====== Dataset extract ======
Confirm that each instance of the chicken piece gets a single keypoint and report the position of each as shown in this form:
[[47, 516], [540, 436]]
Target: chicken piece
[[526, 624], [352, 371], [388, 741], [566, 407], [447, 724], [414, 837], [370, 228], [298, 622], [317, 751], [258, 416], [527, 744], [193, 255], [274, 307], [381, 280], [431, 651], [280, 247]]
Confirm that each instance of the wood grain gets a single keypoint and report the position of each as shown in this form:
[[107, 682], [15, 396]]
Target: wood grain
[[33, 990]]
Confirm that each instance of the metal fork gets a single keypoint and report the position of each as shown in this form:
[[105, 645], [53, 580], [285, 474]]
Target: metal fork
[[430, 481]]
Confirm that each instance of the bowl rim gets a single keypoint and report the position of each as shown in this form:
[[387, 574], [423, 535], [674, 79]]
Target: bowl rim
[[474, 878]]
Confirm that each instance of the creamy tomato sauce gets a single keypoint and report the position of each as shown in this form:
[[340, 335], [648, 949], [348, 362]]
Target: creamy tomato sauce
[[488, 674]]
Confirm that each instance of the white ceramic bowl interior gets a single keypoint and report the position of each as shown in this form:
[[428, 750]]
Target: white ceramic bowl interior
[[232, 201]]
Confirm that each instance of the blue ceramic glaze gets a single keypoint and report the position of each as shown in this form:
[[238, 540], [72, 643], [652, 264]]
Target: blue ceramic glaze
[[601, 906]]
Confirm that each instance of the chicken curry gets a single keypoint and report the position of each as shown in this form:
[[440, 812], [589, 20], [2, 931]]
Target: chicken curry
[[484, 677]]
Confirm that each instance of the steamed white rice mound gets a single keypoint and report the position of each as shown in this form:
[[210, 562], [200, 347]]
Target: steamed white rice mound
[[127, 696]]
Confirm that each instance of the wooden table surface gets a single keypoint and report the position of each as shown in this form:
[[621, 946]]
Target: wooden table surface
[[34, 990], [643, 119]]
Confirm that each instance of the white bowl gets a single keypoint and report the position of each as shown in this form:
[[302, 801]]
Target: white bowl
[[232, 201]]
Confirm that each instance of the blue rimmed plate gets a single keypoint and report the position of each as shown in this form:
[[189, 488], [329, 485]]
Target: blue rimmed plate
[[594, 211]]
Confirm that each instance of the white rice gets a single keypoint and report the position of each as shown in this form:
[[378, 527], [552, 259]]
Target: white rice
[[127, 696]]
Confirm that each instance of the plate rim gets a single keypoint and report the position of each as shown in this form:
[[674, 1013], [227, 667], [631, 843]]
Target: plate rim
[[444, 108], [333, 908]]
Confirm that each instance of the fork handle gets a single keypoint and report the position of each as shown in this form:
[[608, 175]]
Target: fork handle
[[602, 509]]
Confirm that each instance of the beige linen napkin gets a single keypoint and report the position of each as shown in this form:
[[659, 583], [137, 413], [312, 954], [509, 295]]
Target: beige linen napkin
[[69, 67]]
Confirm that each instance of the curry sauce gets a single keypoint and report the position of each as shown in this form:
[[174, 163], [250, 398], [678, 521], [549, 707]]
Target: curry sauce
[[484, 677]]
======
Rescale the data starting at the line containing "Confirm that each instance of the wood grain" and ending at the line containing "[[488, 674]]", both included, and give only those lines again in full with the requests kept. Multiply every point coordinate in the answers by 0.55 and round to whole numbers, halves up, leaving the requests and their format samples unchanged.

Full answer
Confirm that each instance of the wood grain gets a single keypoint and report the position of each as shown in this form:
[[107, 682], [15, 396]]
Target: wood grain
[[18, 545]]
Confirm that each instance of the metal fork gets a single keypoint and report the position of each as shown in this form:
[[105, 645], [53, 580], [285, 474]]
Target: metal fork
[[237, 265]]
Confirm that each instance of the bowl rim gets a single keypoint and report the position of each as shown in this form:
[[387, 574], [423, 535], [674, 79]]
Target: bowl rim
[[261, 483]]
Confirm that each instance of the creamy tomato sauce gets a single keypoint and report the position of each as shown in this form:
[[340, 335], [648, 949], [348, 362]]
Target: creamy tomato sauce
[[268, 371]]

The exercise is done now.